_Bereitgestelltes Material_
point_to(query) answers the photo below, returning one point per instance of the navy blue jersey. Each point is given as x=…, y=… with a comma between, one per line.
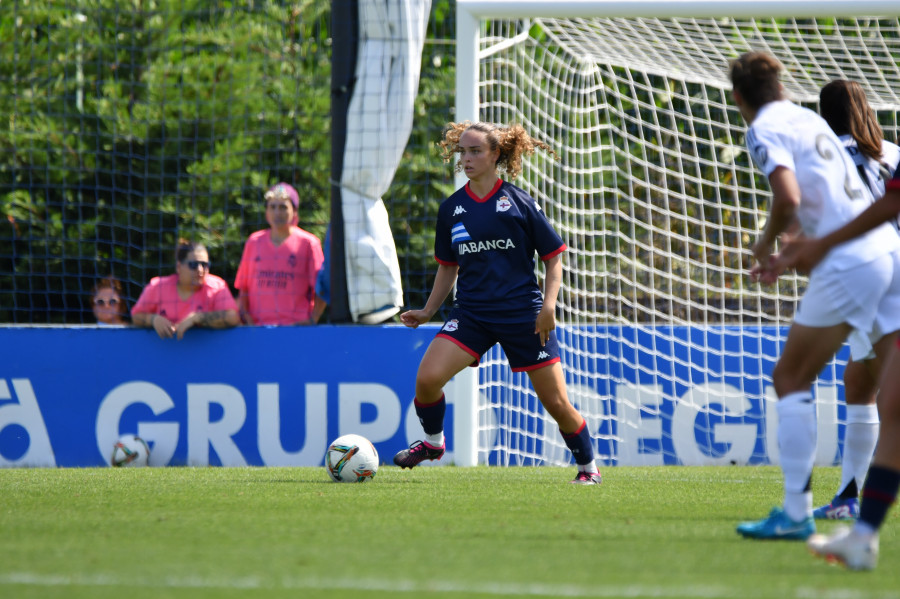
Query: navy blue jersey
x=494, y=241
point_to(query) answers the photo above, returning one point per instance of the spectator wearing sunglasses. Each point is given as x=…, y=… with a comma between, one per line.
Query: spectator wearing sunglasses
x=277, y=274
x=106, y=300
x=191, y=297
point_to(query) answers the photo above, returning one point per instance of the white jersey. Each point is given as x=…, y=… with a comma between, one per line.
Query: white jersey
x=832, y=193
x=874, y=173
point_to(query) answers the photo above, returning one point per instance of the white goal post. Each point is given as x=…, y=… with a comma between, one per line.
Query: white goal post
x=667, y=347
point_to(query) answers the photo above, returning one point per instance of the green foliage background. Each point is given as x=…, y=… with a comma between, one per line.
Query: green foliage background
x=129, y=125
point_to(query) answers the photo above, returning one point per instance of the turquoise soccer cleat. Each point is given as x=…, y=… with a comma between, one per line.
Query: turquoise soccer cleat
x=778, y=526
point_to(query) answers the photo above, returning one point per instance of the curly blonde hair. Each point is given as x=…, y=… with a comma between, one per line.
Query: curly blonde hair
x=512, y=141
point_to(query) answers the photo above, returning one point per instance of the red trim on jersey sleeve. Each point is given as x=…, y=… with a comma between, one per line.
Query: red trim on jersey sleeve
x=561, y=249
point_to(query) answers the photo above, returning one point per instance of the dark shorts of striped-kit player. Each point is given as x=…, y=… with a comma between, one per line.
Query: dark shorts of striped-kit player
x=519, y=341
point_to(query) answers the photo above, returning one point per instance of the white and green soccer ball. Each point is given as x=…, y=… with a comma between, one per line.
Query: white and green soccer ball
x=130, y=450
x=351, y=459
* * *
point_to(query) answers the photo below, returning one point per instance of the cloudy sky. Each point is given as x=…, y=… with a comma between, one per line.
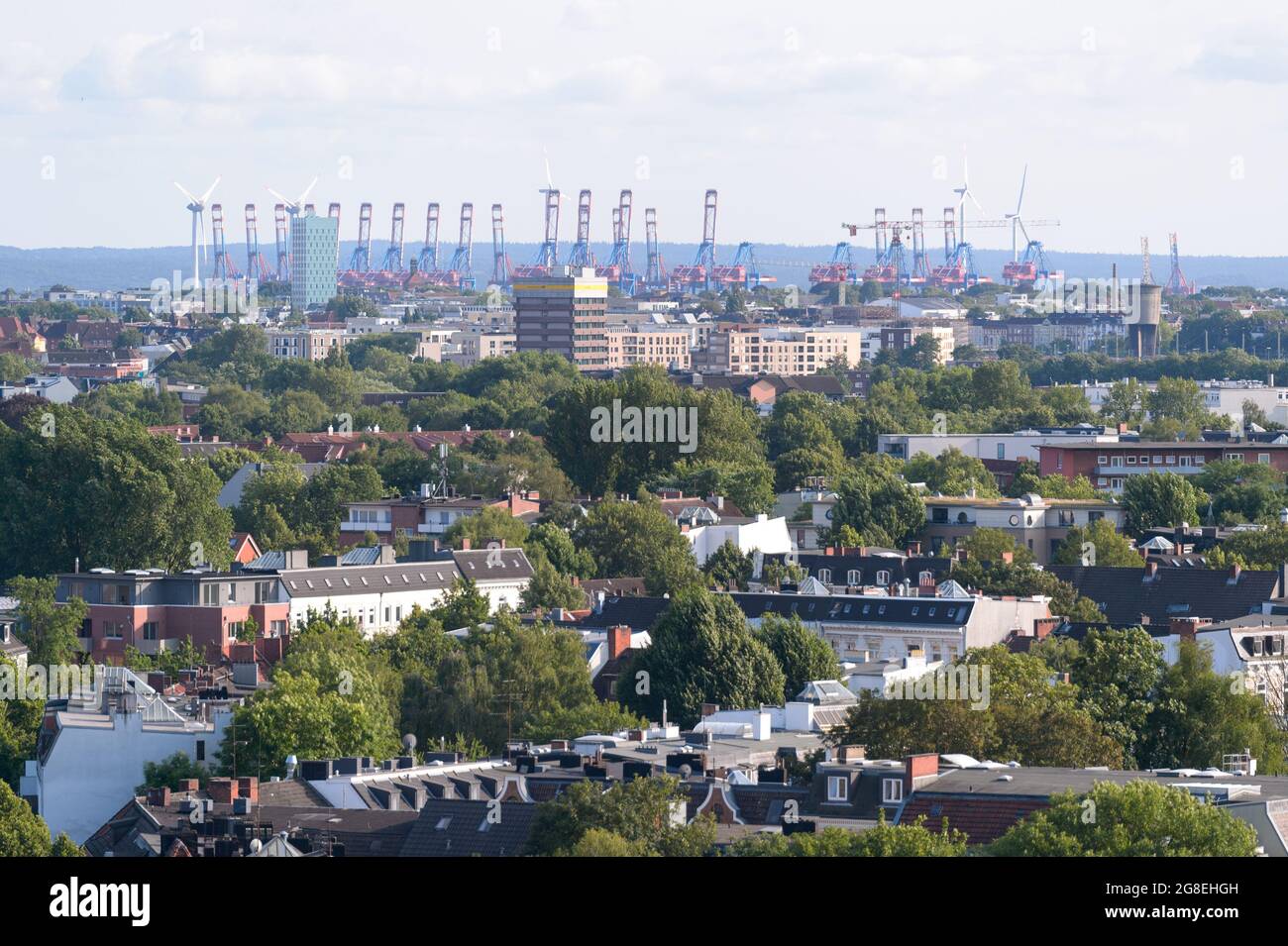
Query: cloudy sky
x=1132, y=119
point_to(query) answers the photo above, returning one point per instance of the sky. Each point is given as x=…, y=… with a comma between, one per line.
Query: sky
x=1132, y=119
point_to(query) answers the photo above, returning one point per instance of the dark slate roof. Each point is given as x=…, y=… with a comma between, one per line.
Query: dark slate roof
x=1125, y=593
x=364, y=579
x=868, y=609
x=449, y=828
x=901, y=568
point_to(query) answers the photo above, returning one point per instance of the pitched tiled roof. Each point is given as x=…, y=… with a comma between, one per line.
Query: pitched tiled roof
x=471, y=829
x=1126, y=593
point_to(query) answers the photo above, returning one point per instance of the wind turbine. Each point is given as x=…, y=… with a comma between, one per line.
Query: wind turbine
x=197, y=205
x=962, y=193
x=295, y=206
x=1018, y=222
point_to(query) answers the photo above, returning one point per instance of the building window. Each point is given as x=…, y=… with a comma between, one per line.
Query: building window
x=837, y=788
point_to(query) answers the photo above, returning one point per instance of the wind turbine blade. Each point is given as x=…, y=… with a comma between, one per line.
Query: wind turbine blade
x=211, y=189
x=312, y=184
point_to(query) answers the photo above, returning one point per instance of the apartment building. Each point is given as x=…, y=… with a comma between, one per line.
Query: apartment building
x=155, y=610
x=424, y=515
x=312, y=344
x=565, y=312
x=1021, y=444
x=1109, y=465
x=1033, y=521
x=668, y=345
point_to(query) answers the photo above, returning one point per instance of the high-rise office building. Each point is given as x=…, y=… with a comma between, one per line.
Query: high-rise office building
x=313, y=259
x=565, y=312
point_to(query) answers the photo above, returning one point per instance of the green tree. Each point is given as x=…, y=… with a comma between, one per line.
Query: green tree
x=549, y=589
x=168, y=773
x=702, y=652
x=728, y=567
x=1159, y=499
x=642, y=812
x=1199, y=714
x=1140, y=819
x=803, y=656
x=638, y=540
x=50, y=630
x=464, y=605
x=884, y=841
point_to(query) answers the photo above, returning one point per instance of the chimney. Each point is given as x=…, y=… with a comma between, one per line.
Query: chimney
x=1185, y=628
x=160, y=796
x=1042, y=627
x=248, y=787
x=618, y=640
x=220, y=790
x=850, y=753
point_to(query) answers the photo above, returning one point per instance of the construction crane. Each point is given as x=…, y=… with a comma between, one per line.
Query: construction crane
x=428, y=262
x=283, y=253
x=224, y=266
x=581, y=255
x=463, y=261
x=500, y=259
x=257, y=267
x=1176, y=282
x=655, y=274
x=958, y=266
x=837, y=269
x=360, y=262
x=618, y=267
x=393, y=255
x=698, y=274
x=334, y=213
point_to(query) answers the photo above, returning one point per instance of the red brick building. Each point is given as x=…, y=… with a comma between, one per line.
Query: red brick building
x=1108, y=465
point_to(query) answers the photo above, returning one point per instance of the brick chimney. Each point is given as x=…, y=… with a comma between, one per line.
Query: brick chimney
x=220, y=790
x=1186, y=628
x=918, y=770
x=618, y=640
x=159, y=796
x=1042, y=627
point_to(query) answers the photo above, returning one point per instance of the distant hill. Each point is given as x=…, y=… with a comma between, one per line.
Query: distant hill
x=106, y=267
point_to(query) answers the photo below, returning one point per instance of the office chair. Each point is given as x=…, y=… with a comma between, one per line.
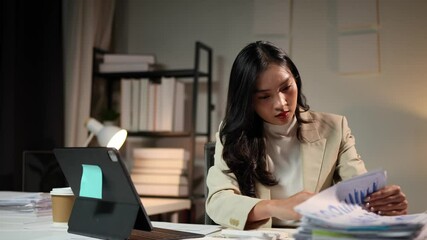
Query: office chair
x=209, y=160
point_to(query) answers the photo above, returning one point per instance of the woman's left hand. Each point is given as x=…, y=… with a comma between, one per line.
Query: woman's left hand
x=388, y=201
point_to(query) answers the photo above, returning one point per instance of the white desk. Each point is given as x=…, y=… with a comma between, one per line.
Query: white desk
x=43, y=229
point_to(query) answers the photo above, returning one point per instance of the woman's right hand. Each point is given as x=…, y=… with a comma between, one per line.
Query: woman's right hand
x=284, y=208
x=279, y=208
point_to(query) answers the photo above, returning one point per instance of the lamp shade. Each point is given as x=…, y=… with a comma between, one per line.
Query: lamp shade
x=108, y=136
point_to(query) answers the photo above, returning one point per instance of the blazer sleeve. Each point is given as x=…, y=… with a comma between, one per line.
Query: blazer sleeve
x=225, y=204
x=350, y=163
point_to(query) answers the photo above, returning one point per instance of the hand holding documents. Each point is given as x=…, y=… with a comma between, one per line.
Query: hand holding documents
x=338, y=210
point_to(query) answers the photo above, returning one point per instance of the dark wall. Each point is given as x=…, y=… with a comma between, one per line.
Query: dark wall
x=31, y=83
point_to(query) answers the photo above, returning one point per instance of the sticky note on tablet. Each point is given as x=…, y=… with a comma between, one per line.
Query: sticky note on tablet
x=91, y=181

_Aufgabenstellung_
Gib die Zeilen von der Zeile mit „of the distant" bis zur Zeile mit „x=209, y=160", beide eingeschlossen, unverändert aus. Bilder werden dabei nicht übernommen.

_Ausgabe_
point_to(query) answers the photo above, returning one point per instance of the distant hill. Each point is given as x=…, y=… with a comma between, one per line.
Query: distant hill
x=106, y=267
point_to(query) answers the photo below, returning one point per instance of the office chair. Each point is given as x=…, y=… with a comma between, one per line.
Query: office chair
x=209, y=160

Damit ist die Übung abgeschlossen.